* _TRY IT_
If a line in the entries below includes "point", pick it out and copy it.

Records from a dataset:
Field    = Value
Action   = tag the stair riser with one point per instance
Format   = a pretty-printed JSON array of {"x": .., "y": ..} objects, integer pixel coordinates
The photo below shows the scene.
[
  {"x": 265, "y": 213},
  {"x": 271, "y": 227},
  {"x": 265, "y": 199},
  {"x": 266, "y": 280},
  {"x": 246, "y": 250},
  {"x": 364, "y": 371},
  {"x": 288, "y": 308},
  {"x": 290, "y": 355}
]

* * *

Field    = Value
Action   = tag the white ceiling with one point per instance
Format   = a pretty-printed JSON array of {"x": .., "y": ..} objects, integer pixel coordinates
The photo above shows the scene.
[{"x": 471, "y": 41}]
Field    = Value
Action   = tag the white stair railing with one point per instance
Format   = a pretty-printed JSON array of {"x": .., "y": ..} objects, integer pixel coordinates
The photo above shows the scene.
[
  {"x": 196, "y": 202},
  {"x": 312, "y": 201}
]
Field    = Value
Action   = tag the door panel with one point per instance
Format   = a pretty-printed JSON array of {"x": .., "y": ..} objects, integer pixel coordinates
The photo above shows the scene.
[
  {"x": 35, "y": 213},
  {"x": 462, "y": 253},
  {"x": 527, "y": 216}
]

* _OUTPUT FOR THIS EXERCISE_
Action   = tag the stair riser with one point per instance
Action   = tag the white ceiling with one point per instance
Action   = tag the white stair railing with one point per instance
Action   = tag the door panel with one point per instance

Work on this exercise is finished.